Data provided

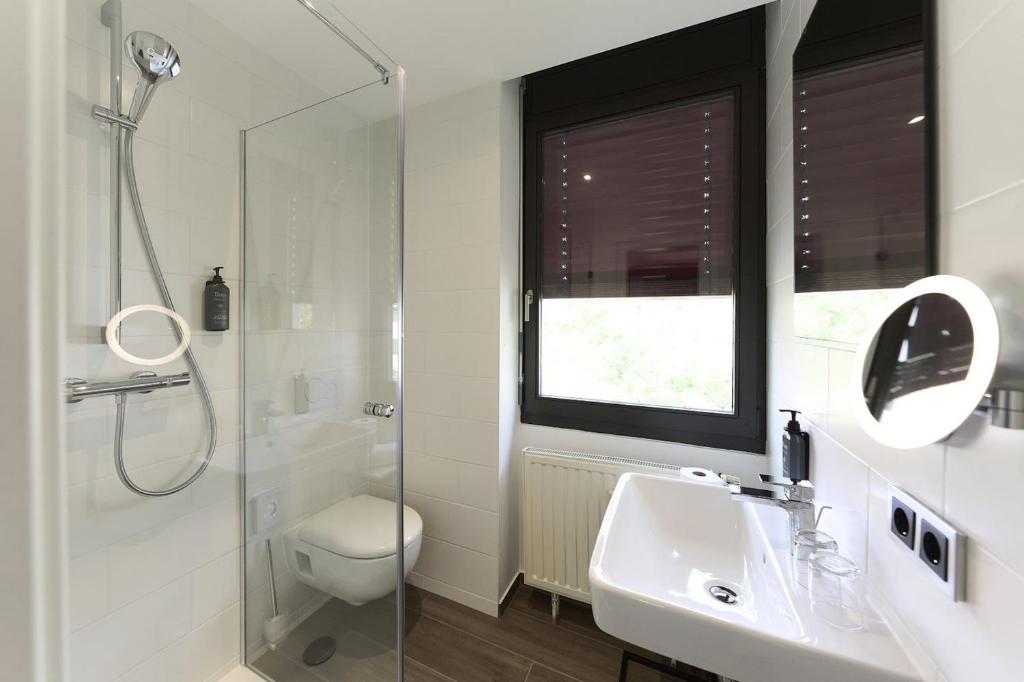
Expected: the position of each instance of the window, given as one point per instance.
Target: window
(644, 240)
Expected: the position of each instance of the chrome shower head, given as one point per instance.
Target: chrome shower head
(157, 61)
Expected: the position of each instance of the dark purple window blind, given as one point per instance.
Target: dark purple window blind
(860, 176)
(641, 206)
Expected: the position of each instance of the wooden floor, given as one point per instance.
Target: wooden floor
(448, 641)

What to do
Update everything from the line containing "Expected: the position of each instance of the chrome" down to the end of the items, changing "wooden floor" to "tile floor" and leaving the rest of those lines as they are.

Exercise result
Expected: the position of each instance of the chrome shower head, given as one point per instance.
Target: chrome shower head
(157, 61)
Expected: the position of each instance of the dark purple window blind, given as one point per instance.
Target: dark purple window blind
(860, 176)
(641, 206)
Expected: the position of each instance of the tile floor, given as one point per instance.
Target: tile floor
(448, 641)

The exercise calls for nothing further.